◆ REQUIREMENTS
Repeat each record below exactly as given.

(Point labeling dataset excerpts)
····················

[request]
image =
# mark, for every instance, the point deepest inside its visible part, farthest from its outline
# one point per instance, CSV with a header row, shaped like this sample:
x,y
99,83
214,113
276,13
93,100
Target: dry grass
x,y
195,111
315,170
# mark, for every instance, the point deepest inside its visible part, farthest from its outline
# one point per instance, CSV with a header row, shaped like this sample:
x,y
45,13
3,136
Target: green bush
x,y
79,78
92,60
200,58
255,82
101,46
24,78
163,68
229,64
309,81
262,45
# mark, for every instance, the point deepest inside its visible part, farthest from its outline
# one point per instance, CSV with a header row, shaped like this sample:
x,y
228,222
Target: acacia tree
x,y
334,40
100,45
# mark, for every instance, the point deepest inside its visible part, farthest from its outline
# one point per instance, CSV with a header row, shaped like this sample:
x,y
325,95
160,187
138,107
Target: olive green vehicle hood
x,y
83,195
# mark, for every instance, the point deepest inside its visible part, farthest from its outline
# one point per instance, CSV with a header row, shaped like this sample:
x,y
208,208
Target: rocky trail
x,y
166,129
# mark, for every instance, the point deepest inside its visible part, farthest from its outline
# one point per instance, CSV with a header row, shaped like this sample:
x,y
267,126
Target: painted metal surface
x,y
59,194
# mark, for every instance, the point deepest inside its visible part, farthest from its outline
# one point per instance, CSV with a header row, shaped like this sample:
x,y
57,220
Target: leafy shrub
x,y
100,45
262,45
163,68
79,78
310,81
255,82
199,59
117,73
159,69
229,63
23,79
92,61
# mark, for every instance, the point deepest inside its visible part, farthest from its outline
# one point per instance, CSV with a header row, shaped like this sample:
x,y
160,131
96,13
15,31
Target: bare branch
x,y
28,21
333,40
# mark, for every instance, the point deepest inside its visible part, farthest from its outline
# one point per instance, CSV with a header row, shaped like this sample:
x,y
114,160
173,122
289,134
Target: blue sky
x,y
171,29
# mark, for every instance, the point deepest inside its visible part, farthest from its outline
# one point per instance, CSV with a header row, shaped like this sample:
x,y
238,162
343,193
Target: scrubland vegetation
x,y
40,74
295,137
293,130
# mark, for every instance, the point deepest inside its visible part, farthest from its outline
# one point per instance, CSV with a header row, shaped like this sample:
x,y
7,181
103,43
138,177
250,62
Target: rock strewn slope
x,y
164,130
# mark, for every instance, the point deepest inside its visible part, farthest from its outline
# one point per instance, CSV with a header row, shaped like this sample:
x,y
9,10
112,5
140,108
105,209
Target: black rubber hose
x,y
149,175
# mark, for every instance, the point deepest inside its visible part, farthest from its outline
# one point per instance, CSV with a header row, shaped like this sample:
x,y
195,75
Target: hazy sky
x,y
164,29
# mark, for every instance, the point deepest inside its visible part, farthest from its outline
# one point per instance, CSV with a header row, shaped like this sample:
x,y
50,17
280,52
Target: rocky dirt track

····················

◆ FINISHED ANSWER
[request]
image =
# mark, for every instance, the point deepest inside its visible part, farthest from its outline
# one point per instance, CSV with a header row, shaped like this sample:
x,y
99,83
214,113
276,13
93,100
Target: dry grass
x,y
195,111
315,170
# mark, for every instance, the point deepest inside its visible part, farthest from its outline
# one point per instance, CSV with a header row, shaped like this sample:
x,y
45,13
3,136
Target: green bush
x,y
79,78
92,60
200,58
255,82
101,46
24,78
163,68
229,64
309,81
262,45
# mark, for every instance, the point deepest inside its visible part, farthest from its outline
# one point per instance, CSV with a header row, shaped like this sample:
x,y
228,222
Target: acacia tree
x,y
334,40
100,45
# mark, for every instance, the point deepest inside its visible part, farthest from its outline
# one point per instance, CSV with a header row, shaped like this sample:
x,y
325,95
160,187
138,107
Target: olive green vehicle hood
x,y
83,195
# mark, for every instance, the point deepest inside its visible part, farthest from its outline
# one point per instance, CSV with a header row, shaped like this sample:
x,y
208,208
Target: rocky trail
x,y
166,129
# mark, for every instance, the point deepest inside its visible part, farthest from its outline
# one point per instance, CSV with a header row, shaped like this sample:
x,y
267,126
Target: painted metal surface
x,y
59,194
# mark, for every instance, the point deepest inside its visible part, farthest from its outline
# one point per instance, CSV with a header row, shaped like this sample:
x,y
57,220
Target: leafy shrub
x,y
100,45
262,45
163,68
79,78
310,81
255,82
199,59
117,73
159,69
229,63
23,79
92,61
# mark, for every instance, the point deepest inside its visible part, farthest from its outline
# one point per instance, CSV with a header row, shaped like this sample:
x,y
160,131
96,13
15,31
Target: bare branch
x,y
28,21
333,40
# mark, for every instance, the point deepest inside its visible part, farthest from its outline
# one point per instance, CSV with a header row, shaped like this sample:
x,y
114,160
173,122
289,134
Target: blue sky
x,y
171,29
# mark, for every instance, the point deepest inside its visible part, farthest from its outline
# one point per instance, CSV with a header row, shaped like this sample:
x,y
238,162
343,193
Target: scrubland vegetation
x,y
40,74
295,137
293,130
# mark, for every instance, the point deepest inside its visible part, farthest from its outline
# one point per instance, CSV with a header row, shaped like this sample:
x,y
7,181
103,43
138,177
250,62
Target: rock strewn slope
x,y
164,130
# mark, for every instance, the point deepest inside its visible part, farthest from its outline
# one point per instance, CSV with a header row, shaped like this sample:
x,y
9,10
112,5
140,108
105,209
Target: black rubber hose
x,y
149,175
# mark, for every instance, the point deepest inside its visible part, farthest from its outline
# one point per instance, CSV with a header row, shaped like this sample:
x,y
195,75
Target: hazy sky
x,y
164,29
# mark, for every instance, the point deepest inside its visible part, farthest from its outline
# one point per instance, CSV with a header row, shaped like this sample:
x,y
50,17
280,52
Target: rocky dirt track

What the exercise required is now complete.